WHAT YOU ARE ASKED TO DO: Rewrite the items below with every "Objective" changed to "Task", leaving everything else as it is.

==*==

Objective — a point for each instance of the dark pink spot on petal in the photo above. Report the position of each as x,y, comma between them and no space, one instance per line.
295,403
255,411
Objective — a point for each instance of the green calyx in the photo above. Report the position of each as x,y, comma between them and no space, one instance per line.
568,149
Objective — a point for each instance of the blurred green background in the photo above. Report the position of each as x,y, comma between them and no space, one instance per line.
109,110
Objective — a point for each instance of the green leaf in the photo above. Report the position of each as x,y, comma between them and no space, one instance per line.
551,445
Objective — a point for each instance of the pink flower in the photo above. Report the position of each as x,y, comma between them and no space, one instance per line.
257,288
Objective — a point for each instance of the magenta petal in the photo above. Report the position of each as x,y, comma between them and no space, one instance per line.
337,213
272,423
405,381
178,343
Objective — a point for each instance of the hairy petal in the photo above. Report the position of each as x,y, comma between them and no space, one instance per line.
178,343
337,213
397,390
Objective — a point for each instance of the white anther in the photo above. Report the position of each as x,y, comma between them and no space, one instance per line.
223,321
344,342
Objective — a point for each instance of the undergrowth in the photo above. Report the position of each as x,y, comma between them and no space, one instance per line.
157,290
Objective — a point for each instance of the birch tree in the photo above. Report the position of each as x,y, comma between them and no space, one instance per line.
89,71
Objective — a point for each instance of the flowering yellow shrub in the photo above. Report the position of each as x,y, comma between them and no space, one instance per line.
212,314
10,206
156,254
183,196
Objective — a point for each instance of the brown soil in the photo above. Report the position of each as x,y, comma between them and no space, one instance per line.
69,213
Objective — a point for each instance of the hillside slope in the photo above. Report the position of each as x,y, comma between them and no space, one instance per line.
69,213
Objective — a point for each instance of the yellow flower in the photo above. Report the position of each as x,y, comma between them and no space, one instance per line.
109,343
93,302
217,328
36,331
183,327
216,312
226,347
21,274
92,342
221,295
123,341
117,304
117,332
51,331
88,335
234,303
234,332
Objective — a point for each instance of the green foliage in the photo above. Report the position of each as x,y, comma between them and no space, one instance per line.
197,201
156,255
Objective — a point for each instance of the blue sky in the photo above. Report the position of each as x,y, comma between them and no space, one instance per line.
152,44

==*==

OUTPUT OF THE TASK:
Task — a point for each instance of the dark pink spot on petal in the photo above. Report the position of each as x,y, comma between them and no space, one instance per line.
295,403
255,411
Task — a point for each instance of the green calyx in the photo above. Report the position of each as x,y, comma between them and no space, one instance per line.
568,149
Task — a point for each instance of the blurred green background in the photo above. Report the position of each as x,y, comma between them and no space, one instance per line.
109,110
Task — a point for each instance of the green leaf in the photo above. Report the position of each as x,y, comma between them and no space, one instance per line.
551,445
Task — a point for each instance of the pink flower in the photo above. Report the position of each as x,y, comma between them and no space, one instance per line.
257,288
Task — a point for each instance of the magenta petal in the photo above. Report the position of each as x,y, comma between them and no space, one instance per line.
337,213
272,423
405,381
178,343
Task — a point for each instance of the hairy petal in the photo above. Report the position of each as x,y, comma between them and no space, one instance per line.
178,343
337,213
397,390
Task — a point for each instance of the white anther in the photo above. Report the position of each as x,y, comma between them and no space, one instance per line.
223,321
344,342
Task — a point for each instance of the undergrowth in the photo above. Report the position of each as x,y, comma between them and no space, one instance per line.
157,290
Task — a point for each instance of the birch tree in the photo above. Report the position of each as x,y, comma between them and no space, one instance per line.
89,71
Task — a point for each instance of the flowering yellow shrub in the photo above. Report the position of each as x,y, comma between them and no space, one instance per line.
212,314
10,206
156,254
183,196
Task — a point for each instance of the brown soil in the photo above. Report the position of each as x,y, comma between them and no space, one instance per line.
69,213
Task — a point for each instance of the hillside slope in the photo above. Report the position of each as x,y, comma between them and no space, one instance per line.
69,213
Task — a point for each instance of the yellow flower in the photo above. Report the position of each as x,y, comma between them and no space, one instance per line.
109,343
93,302
217,328
36,331
183,327
216,312
226,347
21,274
92,342
221,295
123,341
117,304
117,332
51,331
88,335
234,303
234,332
Task — a point for each instance of the green foliage in the photo above. Report the position of each as x,y, comma between them and no space, one instance per line.
197,201
156,255
Task — a point for each instance of the blue sky in the photo above. Report the position of each as x,y, comma between them and no space, one instance per line.
152,44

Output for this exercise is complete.